## Objective A
Rewrite the passage on English intonation, starting with "YES. Absolutely. Tuning" and going on through "heard of monotone?", and swap "native English speakers" for "fluent English speakers".
## Objective B
Repeat the rows word for word, starting with their first line and going on through the line with "column 346, row 311", both lines included.

## Document passage
+++

Today I specifically want to talk with you about intonation.
And here is what you are going to learn
- What does Intonation Mean?
- How concrete intonation is when we measure it using speech science.
- How native speakers also need to work on their intonation because they too can be out of tune when speaking
- How every language has different intonation patterns which can make you feel lost in translation
- Why it is worthwhile to tune up your English intonation
First and foremost, intonation is a musical term, I talk a bit about that on the blog that goes with this tutorial (make sure you check it out, I’ve linked it for you below).
But how does intonation relate to speaking English?
Well intonation is a feature of English that relates to what is going on under the words.
Specifically, it’s the “musical note pattern in a sentence.”
When you speak, your voice vibrates.
You probably know that for questions it’s usually higher at the end of the sentence, to show the question inflection, so take a look at this.
Here we can see the movement of the voice upwards in my speaking with this amazing program.
Watch me produce a few questions:
Do you like coffee?
What’s your name?
What do you do? AH see that- not all questions have rising intonation.
In this case, my voice dropped at the end. Surprising?
So now that you see the movement of my voice is measurable, are there things you need to know to get your English intonation in tune?
YES. Absolutely. Tuning up your English intonation will help your listener understand your feelings, emotions, intentions, because English uses intonation to specify the meaning and mood of what we are saying.
Do native English speakers have intonation problems?
Of course! I’ve met many native English speakers who have also had to work on their intonation.
Ever heard of monotone?
Check this out.
Yes, monotone is concrete and it looks like this.
See how my voice remains on the one tone or level for the bulk of my sentence.
MODEL: My name is Sarah and I am so excited to speak to you.
This behaviour will kill your listener’s interest in what you have to say and it could be a big factor you need to work on to build up your vocal tone to make it sparkly and interesting.
Do different languages have different intonation needs?
Yes, of course.

+++

## Data excerpts
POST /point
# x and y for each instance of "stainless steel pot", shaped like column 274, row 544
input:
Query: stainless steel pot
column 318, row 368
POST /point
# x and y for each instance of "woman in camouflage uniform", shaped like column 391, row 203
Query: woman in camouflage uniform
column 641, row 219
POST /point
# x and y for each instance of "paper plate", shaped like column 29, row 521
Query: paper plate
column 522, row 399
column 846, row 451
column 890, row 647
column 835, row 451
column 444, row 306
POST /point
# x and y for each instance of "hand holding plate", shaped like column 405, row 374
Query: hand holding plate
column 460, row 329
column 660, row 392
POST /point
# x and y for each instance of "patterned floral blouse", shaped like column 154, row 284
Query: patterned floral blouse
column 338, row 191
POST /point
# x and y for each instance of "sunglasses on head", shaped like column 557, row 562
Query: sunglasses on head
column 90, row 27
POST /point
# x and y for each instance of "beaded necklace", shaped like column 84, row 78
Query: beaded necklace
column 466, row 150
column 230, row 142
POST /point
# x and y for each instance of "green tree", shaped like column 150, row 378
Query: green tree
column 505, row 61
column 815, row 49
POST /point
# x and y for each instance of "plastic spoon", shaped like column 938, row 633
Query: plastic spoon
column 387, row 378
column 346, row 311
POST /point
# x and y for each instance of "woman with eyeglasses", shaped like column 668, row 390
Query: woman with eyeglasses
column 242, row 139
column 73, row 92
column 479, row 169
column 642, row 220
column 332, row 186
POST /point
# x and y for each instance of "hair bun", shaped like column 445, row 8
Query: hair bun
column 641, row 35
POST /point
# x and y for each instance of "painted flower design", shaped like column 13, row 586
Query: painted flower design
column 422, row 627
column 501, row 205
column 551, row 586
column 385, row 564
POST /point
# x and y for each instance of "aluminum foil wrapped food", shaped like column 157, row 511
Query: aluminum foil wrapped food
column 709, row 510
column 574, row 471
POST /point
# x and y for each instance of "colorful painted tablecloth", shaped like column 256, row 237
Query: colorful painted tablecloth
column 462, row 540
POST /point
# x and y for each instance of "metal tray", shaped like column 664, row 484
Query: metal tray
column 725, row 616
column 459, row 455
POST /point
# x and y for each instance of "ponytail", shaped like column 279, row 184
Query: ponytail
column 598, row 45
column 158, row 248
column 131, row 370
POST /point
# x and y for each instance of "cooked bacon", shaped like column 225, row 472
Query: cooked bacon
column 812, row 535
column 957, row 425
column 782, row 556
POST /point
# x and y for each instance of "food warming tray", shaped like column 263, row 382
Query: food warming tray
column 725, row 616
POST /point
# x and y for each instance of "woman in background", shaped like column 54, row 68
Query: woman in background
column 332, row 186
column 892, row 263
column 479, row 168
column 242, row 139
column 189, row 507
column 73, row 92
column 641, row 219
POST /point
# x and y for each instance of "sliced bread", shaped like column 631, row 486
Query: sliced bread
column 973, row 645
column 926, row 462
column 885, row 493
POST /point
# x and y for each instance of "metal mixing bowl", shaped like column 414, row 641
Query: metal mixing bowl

+++

## Correct answer A
YES. Absolutely. Tuning up your English intonation will help your listener understand your feelings, emotions, intentions, because English uses intonation to specify the meaning and mood of what we are saying.
Do fluent English speakers have intonation problems?
Of course! I’ve met many fluent English speakers who have also had to work on their intonation.
Ever heard of monotone?

## Correct answer B
POST /point
# x and y for each instance of "stainless steel pot", shaped like column 274, row 544
input:
Query: stainless steel pot
column 318, row 368
POST /point
# x and y for each instance of "woman in camouflage uniform", shaped like column 391, row 203
Query: woman in camouflage uniform
column 641, row 219
POST /point
# x and y for each instance of "paper plate", shaped like column 29, row 521
Query: paper plate
column 522, row 399
column 846, row 451
column 890, row 647
column 835, row 451
column 444, row 306
POST /point
# x and y for each instance of "hand holding plate", shaped like column 405, row 374
Query: hand holding plate
column 460, row 329
column 660, row 392
POST /point
# x and y for each instance of "patterned floral blouse", shaped like column 154, row 284
Query: patterned floral blouse
column 338, row 191
POST /point
# x and y for each instance of "sunglasses on head", shaped like column 557, row 562
Query: sunglasses on head
column 90, row 27
POST /point
# x and y for each instance of "beaded necklace", shaped like column 84, row 78
Query: beaded necklace
column 466, row 150
column 230, row 142
POST /point
# x and y for each instance of "green tree", shaped like column 150, row 378
Query: green tree
column 505, row 61
column 815, row 49
POST /point
# x and y for each instance of "plastic spoon", shaped like column 938, row 633
Query: plastic spoon
column 387, row 378
column 346, row 311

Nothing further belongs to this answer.